*Texte de référence*.
··········

Hélicoptère monétaire

En raison des montants considérables injectés par l'intermédiation des banques, le "QE" est régulièrement accusé de participer à la création d'une bulle financière et immobilière, au lieu de financer l'économie réelle.

D'où le regain d'intérêt pour l'idée popularisée en 1969 par l'économiste néolibéral Milton Friedman d'un "hélicoptère monétaire", c'est-à-dire d'une banque centrale qui distribue de la monnaie directement aux citoyens, sans contrepartie. L'Etat peut aussi servir d'intermédiaire, à condition qu'il se refinance auprès de sa banque centrale, afin que son endettement ne soit pas aggravé par la mesure.

Les chèques allant jusqu'à 3.000 dollars par famille envoyés par le gouvernement américain dans le cadre de son plan de relance s'en approchent, mais la Fed étant absente de ce plan, il n'y aura donc pas de création monétaire et ce n'est donc pas à proprement parler de l'"hélicoptère monétaire".

Pour ses opposants, ce concept pose un problème démocratique en chargeant une institution non élue de décider qui doit recevoir combien. Et contrairement au QE, elle n'a ensuite aucun moyen de restreindre l'offre de monnaie ajoutée, en revendant les actifs acquis.

··········

*Données fournies*.
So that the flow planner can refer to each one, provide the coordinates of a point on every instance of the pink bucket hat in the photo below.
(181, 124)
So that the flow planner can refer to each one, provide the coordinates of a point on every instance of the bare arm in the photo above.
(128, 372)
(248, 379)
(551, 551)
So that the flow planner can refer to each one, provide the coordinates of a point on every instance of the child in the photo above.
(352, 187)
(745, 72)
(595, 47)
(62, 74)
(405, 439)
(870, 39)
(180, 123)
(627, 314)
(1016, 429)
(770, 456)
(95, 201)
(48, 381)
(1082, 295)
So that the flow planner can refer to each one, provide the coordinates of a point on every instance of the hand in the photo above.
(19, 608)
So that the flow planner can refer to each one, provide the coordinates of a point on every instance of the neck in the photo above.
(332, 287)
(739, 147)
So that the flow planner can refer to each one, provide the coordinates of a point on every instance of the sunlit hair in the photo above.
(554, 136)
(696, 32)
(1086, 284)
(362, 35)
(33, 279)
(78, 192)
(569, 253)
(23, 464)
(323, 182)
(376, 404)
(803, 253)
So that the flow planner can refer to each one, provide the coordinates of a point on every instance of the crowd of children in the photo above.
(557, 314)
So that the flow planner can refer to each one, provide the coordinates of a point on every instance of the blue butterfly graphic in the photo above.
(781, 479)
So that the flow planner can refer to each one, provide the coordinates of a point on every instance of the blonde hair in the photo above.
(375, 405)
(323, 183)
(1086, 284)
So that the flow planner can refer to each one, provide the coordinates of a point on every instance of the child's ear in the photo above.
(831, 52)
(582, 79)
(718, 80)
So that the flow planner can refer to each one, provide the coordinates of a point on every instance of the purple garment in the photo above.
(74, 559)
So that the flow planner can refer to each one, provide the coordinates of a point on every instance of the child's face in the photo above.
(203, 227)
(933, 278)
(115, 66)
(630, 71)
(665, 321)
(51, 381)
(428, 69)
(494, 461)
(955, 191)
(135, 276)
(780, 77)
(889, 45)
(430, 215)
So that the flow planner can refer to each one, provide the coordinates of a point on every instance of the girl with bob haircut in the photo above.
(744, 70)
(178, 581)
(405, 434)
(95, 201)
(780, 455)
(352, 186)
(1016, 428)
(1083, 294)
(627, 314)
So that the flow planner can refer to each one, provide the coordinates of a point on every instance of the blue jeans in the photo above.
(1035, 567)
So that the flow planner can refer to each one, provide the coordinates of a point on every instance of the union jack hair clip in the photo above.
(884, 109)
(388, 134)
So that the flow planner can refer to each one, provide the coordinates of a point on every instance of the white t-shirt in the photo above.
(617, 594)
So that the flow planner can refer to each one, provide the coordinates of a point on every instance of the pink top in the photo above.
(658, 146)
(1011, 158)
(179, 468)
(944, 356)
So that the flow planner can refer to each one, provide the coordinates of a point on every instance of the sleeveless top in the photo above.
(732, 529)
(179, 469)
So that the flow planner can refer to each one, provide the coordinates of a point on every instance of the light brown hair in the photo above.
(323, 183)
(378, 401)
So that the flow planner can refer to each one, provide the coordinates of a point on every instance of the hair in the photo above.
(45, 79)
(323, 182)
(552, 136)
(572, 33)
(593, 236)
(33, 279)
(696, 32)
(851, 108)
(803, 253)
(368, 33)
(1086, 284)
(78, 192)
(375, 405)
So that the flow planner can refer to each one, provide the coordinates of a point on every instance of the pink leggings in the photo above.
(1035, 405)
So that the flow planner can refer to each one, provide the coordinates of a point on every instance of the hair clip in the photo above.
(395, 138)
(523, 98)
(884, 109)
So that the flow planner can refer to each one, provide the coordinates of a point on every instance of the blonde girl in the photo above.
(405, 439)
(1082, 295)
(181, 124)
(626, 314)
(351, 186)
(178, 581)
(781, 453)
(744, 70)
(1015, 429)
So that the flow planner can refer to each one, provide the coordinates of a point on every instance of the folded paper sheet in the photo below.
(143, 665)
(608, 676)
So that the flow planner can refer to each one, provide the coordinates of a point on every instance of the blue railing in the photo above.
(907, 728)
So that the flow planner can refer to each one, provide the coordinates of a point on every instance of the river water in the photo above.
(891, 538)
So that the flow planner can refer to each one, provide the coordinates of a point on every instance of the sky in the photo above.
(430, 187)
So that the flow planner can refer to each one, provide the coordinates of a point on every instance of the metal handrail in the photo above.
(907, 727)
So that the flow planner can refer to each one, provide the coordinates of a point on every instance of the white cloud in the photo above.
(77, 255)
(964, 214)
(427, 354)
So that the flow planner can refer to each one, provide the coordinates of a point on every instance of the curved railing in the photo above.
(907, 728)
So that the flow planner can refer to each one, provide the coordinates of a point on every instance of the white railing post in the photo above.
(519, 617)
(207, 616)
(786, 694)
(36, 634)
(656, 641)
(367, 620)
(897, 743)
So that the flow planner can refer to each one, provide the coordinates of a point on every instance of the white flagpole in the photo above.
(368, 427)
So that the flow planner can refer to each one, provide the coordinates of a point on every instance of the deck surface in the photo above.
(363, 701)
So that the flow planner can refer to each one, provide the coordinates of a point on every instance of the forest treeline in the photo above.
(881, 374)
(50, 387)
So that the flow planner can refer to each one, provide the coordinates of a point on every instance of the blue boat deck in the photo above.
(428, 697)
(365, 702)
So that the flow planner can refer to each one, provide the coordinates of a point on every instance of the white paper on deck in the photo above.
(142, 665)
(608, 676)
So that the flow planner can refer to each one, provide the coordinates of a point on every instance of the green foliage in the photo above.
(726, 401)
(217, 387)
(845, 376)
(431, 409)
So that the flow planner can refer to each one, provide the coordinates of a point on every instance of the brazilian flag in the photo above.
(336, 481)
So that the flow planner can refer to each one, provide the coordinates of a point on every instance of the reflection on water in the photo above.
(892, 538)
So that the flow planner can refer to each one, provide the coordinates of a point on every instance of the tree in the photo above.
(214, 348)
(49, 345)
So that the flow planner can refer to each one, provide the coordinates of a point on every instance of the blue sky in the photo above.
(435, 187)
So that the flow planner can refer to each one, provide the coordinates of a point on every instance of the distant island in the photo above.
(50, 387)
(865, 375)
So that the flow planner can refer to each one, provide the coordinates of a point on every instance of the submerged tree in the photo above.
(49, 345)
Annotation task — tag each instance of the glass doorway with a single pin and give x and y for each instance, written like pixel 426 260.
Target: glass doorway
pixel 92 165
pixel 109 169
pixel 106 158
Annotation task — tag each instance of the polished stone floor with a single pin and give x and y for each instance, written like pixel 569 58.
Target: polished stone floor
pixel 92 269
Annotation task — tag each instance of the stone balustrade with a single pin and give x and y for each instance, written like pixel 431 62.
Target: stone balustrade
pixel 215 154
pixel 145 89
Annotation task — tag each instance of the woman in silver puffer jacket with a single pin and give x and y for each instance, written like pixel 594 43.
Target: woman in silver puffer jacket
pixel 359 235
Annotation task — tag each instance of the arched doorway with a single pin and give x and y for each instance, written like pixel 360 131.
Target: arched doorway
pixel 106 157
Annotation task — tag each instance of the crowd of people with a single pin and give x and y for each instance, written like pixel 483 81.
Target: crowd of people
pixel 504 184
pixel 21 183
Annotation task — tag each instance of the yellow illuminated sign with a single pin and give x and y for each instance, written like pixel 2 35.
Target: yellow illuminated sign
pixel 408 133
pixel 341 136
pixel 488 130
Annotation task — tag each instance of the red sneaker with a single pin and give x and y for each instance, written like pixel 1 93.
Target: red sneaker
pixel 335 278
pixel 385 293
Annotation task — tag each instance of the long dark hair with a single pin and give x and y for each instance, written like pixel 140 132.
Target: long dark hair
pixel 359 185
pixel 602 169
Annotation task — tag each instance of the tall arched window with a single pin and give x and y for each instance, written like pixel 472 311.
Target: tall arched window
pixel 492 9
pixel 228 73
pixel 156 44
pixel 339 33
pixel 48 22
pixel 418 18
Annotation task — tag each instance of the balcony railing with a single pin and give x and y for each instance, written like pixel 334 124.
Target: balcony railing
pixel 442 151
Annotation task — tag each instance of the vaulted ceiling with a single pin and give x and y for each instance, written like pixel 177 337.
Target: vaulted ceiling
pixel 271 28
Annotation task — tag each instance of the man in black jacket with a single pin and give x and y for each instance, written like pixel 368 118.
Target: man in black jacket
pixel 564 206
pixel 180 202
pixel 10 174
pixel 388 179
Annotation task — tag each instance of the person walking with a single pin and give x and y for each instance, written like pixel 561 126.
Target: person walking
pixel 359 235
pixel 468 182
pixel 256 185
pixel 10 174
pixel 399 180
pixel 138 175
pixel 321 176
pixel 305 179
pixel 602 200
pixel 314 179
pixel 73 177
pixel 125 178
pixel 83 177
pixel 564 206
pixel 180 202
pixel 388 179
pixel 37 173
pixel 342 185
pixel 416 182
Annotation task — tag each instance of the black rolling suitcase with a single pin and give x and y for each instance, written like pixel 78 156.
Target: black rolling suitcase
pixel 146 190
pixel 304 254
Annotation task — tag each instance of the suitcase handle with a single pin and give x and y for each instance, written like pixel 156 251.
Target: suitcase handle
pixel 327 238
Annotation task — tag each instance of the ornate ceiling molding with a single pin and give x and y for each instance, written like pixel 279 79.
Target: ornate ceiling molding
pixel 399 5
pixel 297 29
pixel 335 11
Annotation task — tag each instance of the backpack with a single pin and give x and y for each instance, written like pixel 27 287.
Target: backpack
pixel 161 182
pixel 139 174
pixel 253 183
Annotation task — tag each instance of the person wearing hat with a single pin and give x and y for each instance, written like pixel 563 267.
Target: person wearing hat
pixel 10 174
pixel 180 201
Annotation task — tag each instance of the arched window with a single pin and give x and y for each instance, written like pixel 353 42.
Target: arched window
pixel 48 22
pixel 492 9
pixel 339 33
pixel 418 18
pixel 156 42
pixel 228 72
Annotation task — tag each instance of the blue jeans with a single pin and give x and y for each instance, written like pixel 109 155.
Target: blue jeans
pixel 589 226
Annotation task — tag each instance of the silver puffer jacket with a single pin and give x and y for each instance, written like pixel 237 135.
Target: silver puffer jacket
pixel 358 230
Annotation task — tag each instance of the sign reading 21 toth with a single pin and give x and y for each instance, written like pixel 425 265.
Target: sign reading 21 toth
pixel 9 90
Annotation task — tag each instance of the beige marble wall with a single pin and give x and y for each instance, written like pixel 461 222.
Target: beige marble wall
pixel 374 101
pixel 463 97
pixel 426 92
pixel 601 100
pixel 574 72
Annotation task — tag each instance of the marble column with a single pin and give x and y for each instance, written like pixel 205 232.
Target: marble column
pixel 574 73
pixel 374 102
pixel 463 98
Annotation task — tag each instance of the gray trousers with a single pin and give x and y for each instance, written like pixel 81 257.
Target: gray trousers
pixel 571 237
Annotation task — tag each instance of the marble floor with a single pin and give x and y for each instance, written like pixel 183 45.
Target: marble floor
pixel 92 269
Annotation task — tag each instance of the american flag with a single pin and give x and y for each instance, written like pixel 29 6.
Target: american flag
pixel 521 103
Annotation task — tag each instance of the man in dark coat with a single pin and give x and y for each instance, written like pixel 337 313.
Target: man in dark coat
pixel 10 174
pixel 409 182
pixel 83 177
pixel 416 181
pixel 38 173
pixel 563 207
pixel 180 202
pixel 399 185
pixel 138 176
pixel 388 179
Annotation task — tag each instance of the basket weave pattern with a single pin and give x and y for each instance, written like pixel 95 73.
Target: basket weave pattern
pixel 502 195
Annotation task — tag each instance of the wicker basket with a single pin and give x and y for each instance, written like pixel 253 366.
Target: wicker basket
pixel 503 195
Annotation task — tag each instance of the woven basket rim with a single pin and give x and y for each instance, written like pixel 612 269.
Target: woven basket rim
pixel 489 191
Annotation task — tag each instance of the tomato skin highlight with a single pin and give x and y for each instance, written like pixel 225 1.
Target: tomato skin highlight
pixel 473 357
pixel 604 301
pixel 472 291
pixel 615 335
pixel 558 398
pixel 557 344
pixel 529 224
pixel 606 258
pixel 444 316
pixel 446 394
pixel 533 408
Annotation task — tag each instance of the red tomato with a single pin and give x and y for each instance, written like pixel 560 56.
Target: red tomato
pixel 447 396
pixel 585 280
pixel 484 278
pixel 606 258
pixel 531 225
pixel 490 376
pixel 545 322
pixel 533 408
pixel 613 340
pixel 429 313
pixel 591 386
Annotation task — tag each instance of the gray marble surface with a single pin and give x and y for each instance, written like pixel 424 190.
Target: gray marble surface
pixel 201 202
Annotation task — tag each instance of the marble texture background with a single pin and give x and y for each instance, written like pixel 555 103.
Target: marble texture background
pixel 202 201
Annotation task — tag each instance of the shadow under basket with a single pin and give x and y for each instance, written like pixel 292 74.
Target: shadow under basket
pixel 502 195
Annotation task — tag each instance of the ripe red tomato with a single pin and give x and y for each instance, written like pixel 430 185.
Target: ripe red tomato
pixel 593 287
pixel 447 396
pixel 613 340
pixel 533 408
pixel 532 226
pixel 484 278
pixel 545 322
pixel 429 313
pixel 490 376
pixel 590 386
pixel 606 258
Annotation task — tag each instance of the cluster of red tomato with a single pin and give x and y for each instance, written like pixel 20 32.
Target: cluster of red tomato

··········

*Tâches à réaliser*.
1. D'après le texte sur l'hélicoptère monétaire, pourquoi les chèques envoyés par le gouvernement américain ne relèvent-ils pas à proprement parler de ce concept ?
2. Rédigez la suite du texte sur l'hélicoptère monétaire à partir de sa dernière phrase.
Le matériel fourni n'est pas requis pour ce travail.

*Réponses attendues*.
1. La Fed étant absente du plan de relance, il n'y aura pas de création monétaire.

2.
Dette perpétuelle

Proposition faite par l'Espagne à ses partenaires européens et finalement écartée, la dette perpétuelle a aussi été avancée, également sans succès, par le groupe parlementaire français de La France insoumise (LFI, gauche).

Avec une dette perpétuelle, seuls les intérêts sont payés. Pour LFI, soutenu par certains économistes de tendance libérale, avec les taux d'intérêt extrêmement bas, voire négatifs, auxquels s'endettent des pays comme la France, ce système serait indolore et reviendrait même à annuler la dette sans spolier personne. A condition de passer directement par l'intermédiaire de la Banque centrale européenne, car rares sont les acheteurs pour ce type de produit.

Si cela n'est pas à proprement parler une dette perpétuelle, l'Autriche vient d'émettre une nouvelle obligation à 100 ans, pour un taux spectaculairement bas de 0,88%.

Taux d'intérêt négatifs

En vigueur depuis 2014 dans la zone euro et depuis 2016 au Japon, des taux d'intérêt directeurs négatifs ont récemment fait une incursion dans le débat britannique, même si le gouverneur de la Banque d'Angleterre n'est pas convaincu.

Ces taux d'intérêt en dessous de zéro s'appliquent aux avoirs des banques commerciales entreposés auprès de la Banque centrale, ou à une partie de ceux-ci.

En taxant les dépôts, les banques centrales veulent encourager les prêts, et donc l'investissement et la consommation, au risque de peser sur la rentabilité des banques commerciales et de les fragiliser.

Contrôle de la courbe des taux

Le président de la Fed, Jerome Powell, a récemment affirmé que l'institut allait continuer à discuter d'un "contrôle de la courbe des taux d'intérêt". En plus du contrôle de l'inflation aux alentours de 2% et de la préservation de la croissance et de l'emploi, la Fed se doterait ainsi d'un nouvel objectif: maintenir le coût d'emprunt de l'Etat au plus bas et éviter que les taux d'intérêt à plus long terme ne s'envolent.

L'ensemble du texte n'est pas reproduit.